Given records:

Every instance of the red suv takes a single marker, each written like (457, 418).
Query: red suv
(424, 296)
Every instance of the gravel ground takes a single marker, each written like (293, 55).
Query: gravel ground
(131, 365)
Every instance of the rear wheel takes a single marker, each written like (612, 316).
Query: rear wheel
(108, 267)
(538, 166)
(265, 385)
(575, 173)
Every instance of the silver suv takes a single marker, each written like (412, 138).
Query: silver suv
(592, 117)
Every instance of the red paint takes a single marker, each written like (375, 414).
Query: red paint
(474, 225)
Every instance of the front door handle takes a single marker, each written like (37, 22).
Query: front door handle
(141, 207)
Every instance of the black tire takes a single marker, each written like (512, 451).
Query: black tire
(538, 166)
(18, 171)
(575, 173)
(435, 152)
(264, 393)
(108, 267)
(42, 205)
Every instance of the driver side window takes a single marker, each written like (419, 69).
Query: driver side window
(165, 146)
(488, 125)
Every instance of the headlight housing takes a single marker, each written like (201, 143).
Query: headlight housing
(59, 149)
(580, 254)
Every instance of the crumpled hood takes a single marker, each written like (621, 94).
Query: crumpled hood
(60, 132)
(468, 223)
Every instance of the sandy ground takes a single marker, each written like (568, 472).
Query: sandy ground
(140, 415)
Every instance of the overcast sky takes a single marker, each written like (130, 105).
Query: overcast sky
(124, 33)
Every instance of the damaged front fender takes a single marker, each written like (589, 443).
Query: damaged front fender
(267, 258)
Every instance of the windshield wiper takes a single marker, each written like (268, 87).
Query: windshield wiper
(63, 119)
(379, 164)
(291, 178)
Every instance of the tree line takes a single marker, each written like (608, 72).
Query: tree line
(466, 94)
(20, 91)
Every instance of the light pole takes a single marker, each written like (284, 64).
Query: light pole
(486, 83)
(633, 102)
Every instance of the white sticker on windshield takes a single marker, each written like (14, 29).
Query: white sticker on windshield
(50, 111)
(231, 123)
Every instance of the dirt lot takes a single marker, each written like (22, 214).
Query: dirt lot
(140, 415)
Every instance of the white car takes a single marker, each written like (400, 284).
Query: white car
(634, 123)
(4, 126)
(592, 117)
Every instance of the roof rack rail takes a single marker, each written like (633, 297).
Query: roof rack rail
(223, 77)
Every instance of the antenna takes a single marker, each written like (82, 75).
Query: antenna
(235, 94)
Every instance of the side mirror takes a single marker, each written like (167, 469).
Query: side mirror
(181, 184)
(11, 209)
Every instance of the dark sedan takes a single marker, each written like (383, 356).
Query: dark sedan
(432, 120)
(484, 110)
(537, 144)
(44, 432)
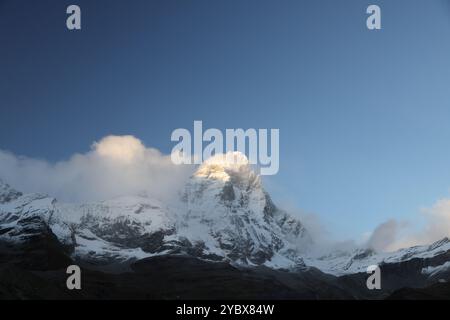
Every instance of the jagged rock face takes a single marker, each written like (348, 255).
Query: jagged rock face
(227, 202)
(224, 214)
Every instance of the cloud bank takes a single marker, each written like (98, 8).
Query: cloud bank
(115, 165)
(393, 235)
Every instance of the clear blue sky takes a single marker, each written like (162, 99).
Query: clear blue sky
(363, 116)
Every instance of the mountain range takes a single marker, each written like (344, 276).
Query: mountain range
(222, 237)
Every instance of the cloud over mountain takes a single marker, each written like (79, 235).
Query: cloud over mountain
(115, 165)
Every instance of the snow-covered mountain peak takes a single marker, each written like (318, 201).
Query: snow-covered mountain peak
(232, 166)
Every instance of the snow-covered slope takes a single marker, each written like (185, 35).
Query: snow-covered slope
(341, 262)
(224, 214)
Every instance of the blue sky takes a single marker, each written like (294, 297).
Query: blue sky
(363, 115)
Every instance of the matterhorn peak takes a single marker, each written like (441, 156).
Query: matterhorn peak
(7, 193)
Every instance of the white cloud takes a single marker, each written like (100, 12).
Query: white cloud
(393, 235)
(116, 165)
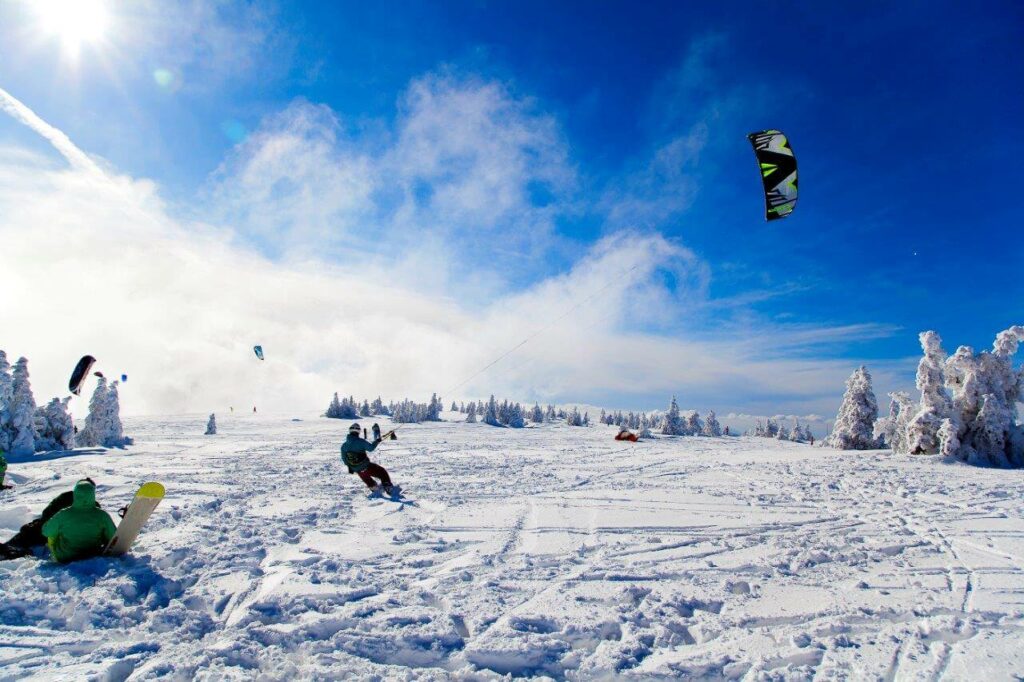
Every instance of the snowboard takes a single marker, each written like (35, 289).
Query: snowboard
(135, 517)
(396, 495)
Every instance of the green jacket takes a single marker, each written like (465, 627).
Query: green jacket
(353, 453)
(82, 530)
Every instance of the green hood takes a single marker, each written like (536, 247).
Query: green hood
(85, 496)
(80, 530)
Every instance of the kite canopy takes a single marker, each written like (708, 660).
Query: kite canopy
(778, 172)
(80, 373)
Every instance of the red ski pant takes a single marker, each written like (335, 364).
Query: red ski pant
(375, 471)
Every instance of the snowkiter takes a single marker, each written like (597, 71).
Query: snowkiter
(353, 454)
(31, 535)
(82, 530)
(626, 434)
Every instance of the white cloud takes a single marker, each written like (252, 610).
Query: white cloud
(95, 262)
(468, 170)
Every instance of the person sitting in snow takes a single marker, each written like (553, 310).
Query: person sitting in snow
(81, 530)
(31, 535)
(626, 434)
(353, 454)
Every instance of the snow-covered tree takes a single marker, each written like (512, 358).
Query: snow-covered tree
(6, 393)
(434, 409)
(923, 429)
(334, 410)
(673, 422)
(23, 412)
(115, 434)
(54, 426)
(516, 419)
(854, 427)
(968, 405)
(948, 438)
(986, 389)
(573, 418)
(694, 425)
(491, 413)
(711, 426)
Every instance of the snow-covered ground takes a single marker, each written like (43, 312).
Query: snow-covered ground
(545, 551)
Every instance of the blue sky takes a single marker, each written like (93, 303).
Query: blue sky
(906, 121)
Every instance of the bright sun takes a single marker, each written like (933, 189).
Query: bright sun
(74, 22)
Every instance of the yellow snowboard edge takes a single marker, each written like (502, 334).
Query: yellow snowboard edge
(152, 489)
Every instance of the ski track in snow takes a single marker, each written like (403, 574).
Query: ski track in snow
(549, 552)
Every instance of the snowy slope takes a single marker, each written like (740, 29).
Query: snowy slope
(544, 551)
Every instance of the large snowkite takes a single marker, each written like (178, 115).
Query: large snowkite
(80, 373)
(778, 172)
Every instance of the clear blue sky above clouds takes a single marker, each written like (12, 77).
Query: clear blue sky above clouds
(907, 120)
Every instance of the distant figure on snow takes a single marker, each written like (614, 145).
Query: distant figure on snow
(626, 434)
(353, 454)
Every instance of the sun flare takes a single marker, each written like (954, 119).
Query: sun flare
(74, 22)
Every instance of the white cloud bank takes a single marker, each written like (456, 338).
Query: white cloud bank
(94, 262)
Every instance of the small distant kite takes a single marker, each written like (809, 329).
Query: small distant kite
(80, 373)
(778, 172)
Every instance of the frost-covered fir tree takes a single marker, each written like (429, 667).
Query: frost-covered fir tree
(23, 412)
(923, 428)
(334, 410)
(54, 426)
(986, 389)
(673, 422)
(434, 409)
(6, 393)
(854, 427)
(516, 419)
(102, 425)
(94, 428)
(712, 427)
(694, 425)
(891, 431)
(573, 418)
(491, 413)
(378, 408)
(115, 433)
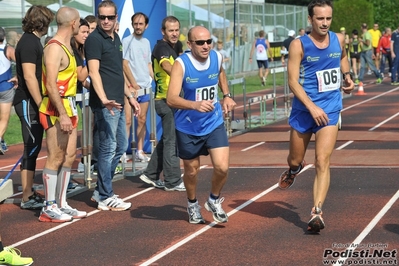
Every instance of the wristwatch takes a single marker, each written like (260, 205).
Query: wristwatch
(227, 95)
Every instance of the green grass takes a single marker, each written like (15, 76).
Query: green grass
(252, 82)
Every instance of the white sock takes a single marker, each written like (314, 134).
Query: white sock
(50, 184)
(62, 185)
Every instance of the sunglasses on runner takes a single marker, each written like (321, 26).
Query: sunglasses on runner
(202, 42)
(103, 17)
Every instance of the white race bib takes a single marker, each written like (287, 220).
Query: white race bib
(329, 79)
(206, 93)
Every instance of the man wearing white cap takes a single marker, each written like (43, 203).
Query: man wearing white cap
(286, 45)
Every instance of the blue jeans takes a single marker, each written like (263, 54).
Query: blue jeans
(366, 57)
(164, 158)
(112, 143)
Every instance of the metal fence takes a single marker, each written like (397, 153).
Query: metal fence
(237, 24)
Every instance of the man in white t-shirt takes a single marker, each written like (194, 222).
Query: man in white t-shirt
(137, 67)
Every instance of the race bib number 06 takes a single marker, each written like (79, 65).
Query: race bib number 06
(329, 79)
(206, 93)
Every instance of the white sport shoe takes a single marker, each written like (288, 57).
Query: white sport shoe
(113, 204)
(54, 215)
(73, 212)
(141, 157)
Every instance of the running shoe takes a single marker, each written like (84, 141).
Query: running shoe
(287, 179)
(155, 183)
(179, 187)
(216, 208)
(141, 157)
(113, 204)
(34, 202)
(4, 145)
(54, 215)
(96, 196)
(12, 256)
(118, 170)
(194, 214)
(316, 222)
(73, 212)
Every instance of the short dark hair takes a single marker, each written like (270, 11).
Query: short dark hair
(169, 19)
(146, 19)
(318, 3)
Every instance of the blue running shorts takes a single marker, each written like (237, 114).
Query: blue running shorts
(143, 98)
(190, 146)
(303, 122)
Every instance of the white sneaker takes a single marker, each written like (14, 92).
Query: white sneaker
(54, 215)
(73, 212)
(113, 204)
(141, 157)
(123, 159)
(81, 167)
(96, 196)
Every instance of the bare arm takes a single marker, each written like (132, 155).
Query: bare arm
(345, 68)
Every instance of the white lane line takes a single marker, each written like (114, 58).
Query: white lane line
(370, 99)
(383, 122)
(46, 232)
(209, 226)
(253, 146)
(371, 225)
(344, 145)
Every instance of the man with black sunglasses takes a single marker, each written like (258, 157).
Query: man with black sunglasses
(103, 50)
(193, 91)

Task goal: Above are the records; copy exactly the lines from the one with "Every instance of the man wearing" through the final line.

Result for this exercise:
Every instance of the man wearing white cap takes a single marker, each written like (43, 203).
Query: man wearing white cap
(286, 45)
Every instance of the blue jeans takes a single marker, each written like (263, 54).
Query: blue jeans
(366, 57)
(164, 158)
(112, 143)
Every instance of the metal fence takes a single marker, each written like (397, 153).
Query: metal fence
(237, 24)
Every instance of the man in white t-shirt takes a single marker, each written like (194, 222).
Query: man in white t-shirt
(137, 67)
Every instance of the race bib number 06 takes a single marker, each written like (79, 65).
Query: race bib number 06
(329, 79)
(206, 93)
Every instance of the white sport shoe takes a single marker, each written like (288, 57).
Query: white sport shoe
(113, 204)
(54, 215)
(73, 212)
(141, 157)
Every instance of the running shoe takes a single marker, each written like (84, 141).
Query: running shoe
(287, 179)
(155, 183)
(179, 187)
(216, 208)
(141, 157)
(113, 204)
(34, 202)
(4, 145)
(54, 215)
(96, 196)
(12, 256)
(118, 170)
(194, 214)
(316, 222)
(73, 212)
Every instance of the short dark hair takes a single marker, each written like (270, 11).
Query: short dark hair
(169, 19)
(146, 19)
(318, 3)
Every instance of the blue running shorts takes a single marker, each written like (237, 114).
Query: blue running shorts
(143, 98)
(190, 146)
(303, 122)
Every instance of the white sneaker takes a single marker, each written like (14, 92).
Query: white sneaker
(54, 215)
(73, 212)
(113, 204)
(141, 157)
(123, 159)
(81, 167)
(96, 196)
Every instance of the bare arm takes a single marker, each written like (132, 155).
Query: bare arm
(345, 68)
Every instance of the white lane line takes a single marker, each written like (114, 58).
Query: white lane line
(370, 99)
(383, 122)
(46, 232)
(209, 226)
(253, 146)
(371, 225)
(344, 145)
Every instance of the man with black sunglasses takes a single marker, each written like (258, 157).
Query: man with black sunglasses
(103, 50)
(193, 91)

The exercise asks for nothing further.